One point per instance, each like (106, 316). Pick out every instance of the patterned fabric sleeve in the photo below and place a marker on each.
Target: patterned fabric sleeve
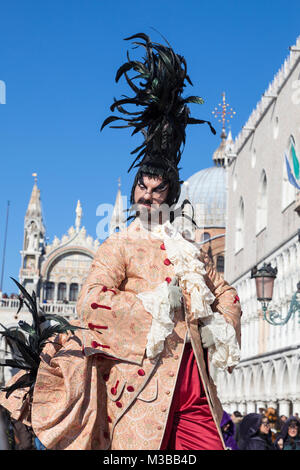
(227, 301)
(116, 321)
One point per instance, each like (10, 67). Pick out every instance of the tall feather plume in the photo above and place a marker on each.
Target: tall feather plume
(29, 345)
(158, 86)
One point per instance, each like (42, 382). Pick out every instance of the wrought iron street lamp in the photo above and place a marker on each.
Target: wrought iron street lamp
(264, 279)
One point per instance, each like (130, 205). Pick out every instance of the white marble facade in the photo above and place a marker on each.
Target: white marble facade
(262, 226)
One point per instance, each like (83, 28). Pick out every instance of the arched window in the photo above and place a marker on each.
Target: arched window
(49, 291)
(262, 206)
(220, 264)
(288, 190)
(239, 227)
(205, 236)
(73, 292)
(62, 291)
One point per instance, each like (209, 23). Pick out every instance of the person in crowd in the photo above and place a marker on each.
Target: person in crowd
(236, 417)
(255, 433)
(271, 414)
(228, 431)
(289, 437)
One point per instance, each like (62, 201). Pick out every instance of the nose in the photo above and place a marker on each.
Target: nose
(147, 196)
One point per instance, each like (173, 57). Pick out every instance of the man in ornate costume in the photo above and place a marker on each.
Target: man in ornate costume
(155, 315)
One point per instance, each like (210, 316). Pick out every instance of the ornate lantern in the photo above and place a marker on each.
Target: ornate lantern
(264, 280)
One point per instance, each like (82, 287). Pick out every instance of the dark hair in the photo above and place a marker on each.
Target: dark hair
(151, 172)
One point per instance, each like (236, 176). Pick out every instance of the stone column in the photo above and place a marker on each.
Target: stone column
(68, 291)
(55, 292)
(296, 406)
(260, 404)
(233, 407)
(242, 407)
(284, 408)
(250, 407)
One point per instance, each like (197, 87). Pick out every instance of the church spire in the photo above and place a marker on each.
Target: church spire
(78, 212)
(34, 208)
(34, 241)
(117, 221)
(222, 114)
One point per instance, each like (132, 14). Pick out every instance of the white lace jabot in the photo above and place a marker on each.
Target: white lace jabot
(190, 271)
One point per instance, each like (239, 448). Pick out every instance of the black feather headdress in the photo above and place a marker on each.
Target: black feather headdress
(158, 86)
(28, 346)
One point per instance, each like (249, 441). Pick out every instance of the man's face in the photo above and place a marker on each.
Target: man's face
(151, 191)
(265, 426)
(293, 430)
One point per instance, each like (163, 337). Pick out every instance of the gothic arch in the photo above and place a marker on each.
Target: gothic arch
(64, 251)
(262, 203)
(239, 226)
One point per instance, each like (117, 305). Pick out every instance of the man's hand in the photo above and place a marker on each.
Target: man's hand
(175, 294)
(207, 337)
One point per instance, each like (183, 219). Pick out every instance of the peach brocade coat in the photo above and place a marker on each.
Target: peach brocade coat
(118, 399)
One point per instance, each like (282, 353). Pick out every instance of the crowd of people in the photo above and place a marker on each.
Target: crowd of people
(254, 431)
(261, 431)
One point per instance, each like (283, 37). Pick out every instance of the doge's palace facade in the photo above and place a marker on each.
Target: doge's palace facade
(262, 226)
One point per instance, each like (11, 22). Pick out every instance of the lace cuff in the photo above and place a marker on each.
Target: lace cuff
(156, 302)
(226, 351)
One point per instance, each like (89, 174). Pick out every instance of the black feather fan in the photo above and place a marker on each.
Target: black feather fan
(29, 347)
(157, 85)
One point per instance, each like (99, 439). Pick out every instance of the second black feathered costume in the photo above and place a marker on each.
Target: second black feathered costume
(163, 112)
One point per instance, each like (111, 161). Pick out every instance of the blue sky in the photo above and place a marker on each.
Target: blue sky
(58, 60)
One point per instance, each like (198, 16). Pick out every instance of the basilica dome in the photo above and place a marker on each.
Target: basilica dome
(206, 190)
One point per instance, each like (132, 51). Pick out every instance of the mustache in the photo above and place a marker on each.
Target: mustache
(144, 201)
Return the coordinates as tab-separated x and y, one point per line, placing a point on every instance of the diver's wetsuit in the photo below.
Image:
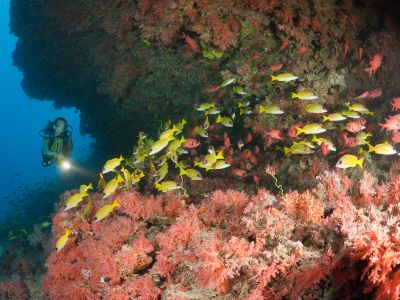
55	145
---------------
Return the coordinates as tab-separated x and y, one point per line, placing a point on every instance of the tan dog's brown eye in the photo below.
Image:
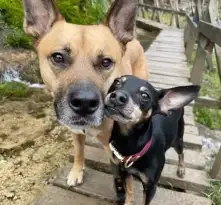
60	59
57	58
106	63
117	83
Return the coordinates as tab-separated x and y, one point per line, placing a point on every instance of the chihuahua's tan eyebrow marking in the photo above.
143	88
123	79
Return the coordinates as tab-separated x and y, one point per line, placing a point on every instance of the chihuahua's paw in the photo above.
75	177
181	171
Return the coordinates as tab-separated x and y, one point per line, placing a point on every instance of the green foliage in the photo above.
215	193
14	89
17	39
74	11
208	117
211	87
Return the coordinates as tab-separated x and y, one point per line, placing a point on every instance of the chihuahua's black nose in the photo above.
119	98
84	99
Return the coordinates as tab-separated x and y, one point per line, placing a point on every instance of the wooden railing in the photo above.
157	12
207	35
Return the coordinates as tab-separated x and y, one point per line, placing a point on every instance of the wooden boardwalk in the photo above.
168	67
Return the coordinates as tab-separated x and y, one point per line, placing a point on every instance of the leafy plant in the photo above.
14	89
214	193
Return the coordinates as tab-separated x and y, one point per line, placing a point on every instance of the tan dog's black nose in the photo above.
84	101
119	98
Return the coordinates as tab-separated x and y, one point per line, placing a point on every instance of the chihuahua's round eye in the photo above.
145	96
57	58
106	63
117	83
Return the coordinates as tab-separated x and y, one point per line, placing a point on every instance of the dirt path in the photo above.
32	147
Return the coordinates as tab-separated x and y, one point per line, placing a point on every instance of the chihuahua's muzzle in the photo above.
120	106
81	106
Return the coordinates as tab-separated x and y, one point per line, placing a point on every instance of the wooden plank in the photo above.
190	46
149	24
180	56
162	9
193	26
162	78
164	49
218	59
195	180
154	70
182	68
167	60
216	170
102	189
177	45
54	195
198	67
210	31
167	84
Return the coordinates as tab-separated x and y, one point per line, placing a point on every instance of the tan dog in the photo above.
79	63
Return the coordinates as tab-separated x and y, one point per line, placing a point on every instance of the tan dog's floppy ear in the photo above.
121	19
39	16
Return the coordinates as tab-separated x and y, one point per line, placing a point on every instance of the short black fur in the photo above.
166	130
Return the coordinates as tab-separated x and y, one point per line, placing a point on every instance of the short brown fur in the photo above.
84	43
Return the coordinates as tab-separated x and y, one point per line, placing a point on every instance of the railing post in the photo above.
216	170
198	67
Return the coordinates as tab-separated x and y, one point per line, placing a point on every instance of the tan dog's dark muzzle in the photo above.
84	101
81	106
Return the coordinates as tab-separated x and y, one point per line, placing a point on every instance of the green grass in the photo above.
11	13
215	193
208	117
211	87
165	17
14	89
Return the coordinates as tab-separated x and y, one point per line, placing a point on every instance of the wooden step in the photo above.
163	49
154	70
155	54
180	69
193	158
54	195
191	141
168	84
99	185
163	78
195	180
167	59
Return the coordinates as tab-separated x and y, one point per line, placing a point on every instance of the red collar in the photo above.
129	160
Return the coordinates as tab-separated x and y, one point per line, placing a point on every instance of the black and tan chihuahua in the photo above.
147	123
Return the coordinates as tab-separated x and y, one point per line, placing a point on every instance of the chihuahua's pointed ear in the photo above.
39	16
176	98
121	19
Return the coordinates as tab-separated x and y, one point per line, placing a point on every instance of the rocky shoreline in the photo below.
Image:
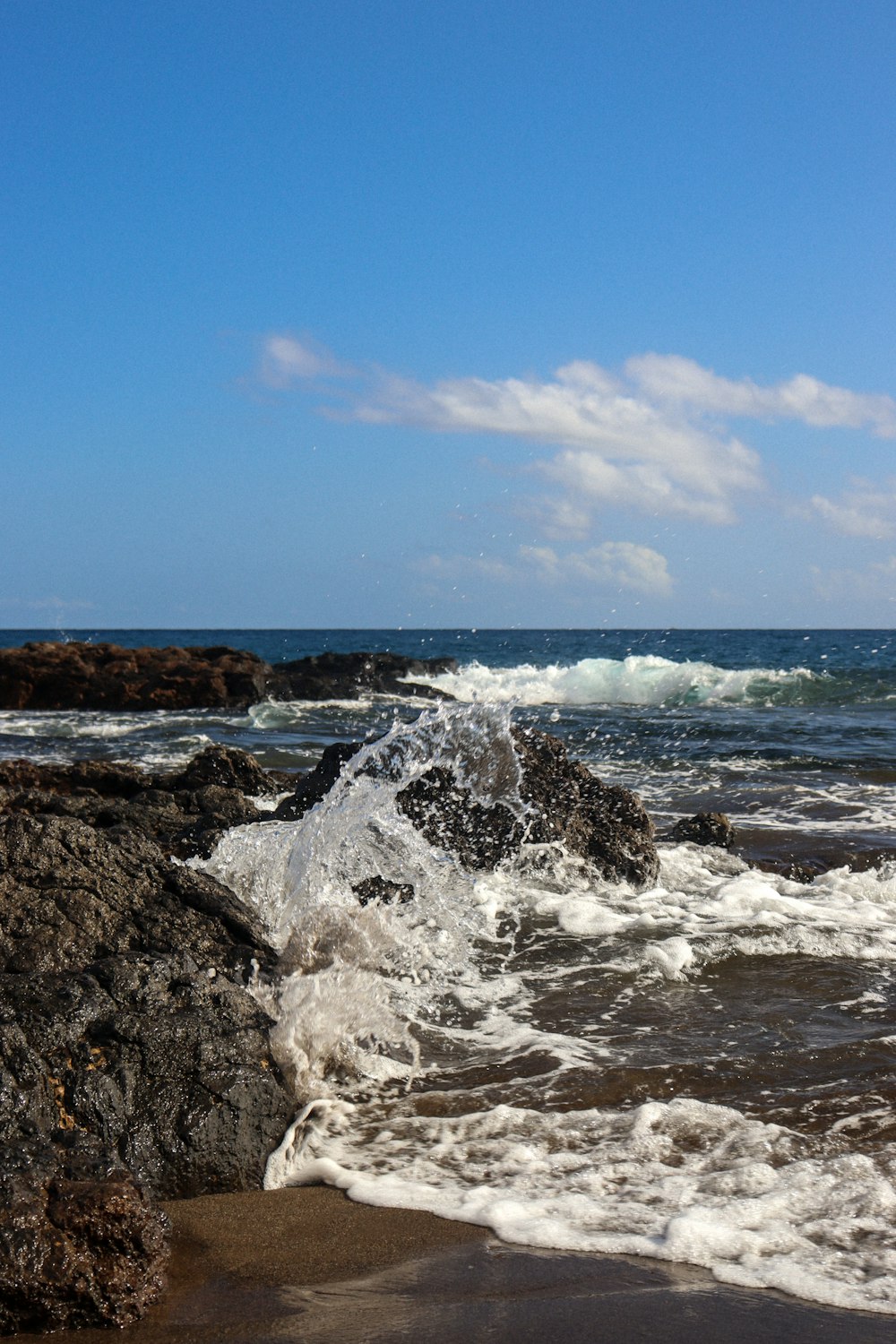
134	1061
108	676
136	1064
---------------
[PROMPT]:
The lines holding the string "below" are what is needed from the material above.

[RESULT OF THE TASK]:
One point per instance, each like (106, 316). Pick out every instance of the patterned fabric sleeve in the photo below and place a marker on each.
Return the coordinates as tab-separated x and y, one point per line, placing a point on every instance of the diver's wetsuit in the photo below.
Return the coordinates as tab-separated x and y, one point per line, placing a point on every instance of the tan dog's brown eye in the photo below.
Return the coordinates as tab-separated x and y, one point per line, placing a point on every instance of the rocky shoreline in the photo below.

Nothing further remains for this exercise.